What this task involves ::
Pull out every line in the entries below that contains the word "negative".

Entries provided ::
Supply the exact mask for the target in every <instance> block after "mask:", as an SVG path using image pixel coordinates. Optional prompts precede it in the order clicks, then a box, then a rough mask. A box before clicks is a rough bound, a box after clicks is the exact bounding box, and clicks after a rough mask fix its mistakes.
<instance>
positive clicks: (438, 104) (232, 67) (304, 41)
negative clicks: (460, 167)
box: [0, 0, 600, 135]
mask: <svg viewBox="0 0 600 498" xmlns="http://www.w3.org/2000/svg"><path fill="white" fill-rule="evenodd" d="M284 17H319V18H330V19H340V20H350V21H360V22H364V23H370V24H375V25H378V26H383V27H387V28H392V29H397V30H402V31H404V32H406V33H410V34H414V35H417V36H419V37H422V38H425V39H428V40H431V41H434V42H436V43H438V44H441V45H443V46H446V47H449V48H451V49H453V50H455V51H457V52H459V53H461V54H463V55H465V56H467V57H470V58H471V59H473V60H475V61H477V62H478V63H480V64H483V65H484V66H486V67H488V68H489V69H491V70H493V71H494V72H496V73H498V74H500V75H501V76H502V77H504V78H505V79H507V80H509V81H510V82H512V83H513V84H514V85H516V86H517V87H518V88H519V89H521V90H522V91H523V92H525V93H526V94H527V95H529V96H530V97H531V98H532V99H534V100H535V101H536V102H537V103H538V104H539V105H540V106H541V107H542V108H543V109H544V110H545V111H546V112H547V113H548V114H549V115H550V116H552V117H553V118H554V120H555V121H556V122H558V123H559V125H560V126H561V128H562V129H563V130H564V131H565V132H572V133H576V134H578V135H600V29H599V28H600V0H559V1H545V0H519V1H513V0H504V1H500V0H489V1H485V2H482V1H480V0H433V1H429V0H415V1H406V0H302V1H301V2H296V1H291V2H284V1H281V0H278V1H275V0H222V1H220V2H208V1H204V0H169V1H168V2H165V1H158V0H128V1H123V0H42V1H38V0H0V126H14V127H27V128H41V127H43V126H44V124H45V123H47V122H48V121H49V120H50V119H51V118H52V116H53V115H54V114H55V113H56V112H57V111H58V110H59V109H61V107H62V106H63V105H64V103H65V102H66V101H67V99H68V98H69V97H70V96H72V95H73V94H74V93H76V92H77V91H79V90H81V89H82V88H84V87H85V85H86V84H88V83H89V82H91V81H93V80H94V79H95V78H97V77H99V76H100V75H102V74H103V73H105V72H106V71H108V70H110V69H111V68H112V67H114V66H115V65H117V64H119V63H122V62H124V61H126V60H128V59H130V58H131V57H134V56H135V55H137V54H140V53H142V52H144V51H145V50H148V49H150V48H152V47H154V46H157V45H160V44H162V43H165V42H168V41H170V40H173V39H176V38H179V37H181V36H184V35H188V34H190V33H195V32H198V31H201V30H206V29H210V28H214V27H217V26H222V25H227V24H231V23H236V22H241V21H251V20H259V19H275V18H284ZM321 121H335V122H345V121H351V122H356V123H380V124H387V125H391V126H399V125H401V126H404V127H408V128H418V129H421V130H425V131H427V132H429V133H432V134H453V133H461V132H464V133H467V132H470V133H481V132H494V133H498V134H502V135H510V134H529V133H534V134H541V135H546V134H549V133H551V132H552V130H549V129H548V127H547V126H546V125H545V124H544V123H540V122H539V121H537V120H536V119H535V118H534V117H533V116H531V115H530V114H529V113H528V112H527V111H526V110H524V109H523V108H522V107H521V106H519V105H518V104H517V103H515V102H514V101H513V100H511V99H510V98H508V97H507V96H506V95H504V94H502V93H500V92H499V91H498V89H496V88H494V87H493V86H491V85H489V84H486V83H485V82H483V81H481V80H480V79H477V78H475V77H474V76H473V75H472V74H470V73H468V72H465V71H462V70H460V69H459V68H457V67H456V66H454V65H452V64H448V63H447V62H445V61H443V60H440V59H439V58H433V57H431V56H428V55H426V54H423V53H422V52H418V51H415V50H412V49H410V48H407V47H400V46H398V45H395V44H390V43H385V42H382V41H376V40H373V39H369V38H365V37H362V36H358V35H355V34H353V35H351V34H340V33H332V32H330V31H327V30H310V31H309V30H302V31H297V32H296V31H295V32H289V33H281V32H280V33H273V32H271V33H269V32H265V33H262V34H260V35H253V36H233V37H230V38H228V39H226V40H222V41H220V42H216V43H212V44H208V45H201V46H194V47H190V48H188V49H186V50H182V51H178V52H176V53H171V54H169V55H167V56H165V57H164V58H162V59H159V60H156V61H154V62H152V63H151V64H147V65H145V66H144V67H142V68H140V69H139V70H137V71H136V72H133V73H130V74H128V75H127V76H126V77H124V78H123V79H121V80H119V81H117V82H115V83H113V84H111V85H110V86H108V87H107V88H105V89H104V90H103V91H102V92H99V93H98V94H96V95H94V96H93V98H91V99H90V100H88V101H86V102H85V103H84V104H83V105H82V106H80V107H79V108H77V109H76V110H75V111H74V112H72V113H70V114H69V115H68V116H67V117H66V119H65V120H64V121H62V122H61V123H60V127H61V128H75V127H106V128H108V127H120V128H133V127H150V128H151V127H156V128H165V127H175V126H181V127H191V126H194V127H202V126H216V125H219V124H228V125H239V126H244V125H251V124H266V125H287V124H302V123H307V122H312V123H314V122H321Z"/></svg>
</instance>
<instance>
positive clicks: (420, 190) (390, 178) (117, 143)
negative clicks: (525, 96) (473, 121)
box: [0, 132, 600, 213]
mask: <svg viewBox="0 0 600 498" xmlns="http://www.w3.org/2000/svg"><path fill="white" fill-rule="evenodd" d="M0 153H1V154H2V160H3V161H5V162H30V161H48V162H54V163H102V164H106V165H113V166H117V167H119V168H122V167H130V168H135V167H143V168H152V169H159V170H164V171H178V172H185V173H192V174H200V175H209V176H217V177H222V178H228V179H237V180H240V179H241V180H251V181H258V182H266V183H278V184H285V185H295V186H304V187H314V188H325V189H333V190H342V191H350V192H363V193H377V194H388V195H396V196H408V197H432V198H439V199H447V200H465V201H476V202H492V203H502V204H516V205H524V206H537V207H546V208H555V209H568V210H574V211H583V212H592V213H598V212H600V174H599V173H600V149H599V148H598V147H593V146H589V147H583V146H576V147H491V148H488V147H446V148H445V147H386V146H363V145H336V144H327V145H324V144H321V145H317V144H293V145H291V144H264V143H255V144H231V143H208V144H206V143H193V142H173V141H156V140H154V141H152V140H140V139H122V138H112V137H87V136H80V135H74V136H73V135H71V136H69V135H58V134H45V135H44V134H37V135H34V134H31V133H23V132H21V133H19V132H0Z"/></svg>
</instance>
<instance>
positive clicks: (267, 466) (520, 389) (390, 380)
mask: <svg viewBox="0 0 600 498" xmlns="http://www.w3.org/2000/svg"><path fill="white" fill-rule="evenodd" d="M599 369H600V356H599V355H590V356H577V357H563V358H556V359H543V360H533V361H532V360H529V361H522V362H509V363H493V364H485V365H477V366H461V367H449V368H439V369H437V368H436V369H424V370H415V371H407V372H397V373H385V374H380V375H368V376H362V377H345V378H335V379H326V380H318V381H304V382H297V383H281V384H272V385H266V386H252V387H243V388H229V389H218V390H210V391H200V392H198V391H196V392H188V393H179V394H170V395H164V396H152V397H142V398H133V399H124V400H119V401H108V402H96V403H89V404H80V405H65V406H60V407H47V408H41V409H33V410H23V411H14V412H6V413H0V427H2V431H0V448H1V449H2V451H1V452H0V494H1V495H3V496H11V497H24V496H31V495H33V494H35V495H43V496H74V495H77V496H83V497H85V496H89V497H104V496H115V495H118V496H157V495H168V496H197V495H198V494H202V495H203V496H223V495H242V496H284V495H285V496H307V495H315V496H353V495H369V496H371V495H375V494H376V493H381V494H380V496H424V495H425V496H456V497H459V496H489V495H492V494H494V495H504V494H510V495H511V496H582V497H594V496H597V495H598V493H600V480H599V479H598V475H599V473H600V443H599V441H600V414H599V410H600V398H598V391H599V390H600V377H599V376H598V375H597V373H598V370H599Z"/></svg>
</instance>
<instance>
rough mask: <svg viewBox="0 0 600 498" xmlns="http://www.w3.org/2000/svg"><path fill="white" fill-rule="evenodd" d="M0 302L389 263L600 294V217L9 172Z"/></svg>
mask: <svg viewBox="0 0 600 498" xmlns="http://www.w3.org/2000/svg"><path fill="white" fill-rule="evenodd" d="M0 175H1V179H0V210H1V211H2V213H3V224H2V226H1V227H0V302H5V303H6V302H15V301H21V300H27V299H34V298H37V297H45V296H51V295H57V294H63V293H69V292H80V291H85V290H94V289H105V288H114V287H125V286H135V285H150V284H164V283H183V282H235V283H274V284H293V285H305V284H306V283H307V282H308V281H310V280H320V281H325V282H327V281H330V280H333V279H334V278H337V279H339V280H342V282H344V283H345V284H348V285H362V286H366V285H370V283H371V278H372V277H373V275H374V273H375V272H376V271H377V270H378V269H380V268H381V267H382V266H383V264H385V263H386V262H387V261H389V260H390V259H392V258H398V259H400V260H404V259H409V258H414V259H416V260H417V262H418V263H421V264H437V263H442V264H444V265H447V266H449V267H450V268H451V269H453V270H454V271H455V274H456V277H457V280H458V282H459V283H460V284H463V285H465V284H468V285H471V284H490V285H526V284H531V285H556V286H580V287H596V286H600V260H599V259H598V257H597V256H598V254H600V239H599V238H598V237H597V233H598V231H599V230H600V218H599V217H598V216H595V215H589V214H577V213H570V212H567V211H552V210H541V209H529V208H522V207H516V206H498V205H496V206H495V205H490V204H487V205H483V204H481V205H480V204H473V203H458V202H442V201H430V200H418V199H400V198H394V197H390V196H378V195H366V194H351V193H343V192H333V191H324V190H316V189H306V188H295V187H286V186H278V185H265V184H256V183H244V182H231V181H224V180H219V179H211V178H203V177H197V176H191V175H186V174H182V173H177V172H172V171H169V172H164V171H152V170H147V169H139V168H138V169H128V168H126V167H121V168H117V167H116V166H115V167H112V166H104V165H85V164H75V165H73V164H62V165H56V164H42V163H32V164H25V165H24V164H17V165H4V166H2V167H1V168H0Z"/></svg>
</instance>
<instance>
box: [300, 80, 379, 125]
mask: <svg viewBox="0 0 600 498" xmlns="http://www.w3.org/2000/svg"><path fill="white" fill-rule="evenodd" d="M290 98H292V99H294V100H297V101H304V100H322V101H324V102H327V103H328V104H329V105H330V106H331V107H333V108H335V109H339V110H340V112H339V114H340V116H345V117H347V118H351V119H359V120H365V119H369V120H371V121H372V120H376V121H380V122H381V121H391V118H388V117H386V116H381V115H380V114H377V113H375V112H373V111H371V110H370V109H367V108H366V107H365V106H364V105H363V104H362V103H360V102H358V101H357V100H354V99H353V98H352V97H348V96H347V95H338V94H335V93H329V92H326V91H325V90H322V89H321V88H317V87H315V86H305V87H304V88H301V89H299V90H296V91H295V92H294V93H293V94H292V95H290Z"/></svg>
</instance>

Task result ::
negative clicks: (460, 167)
negative clicks: (525, 96) (473, 121)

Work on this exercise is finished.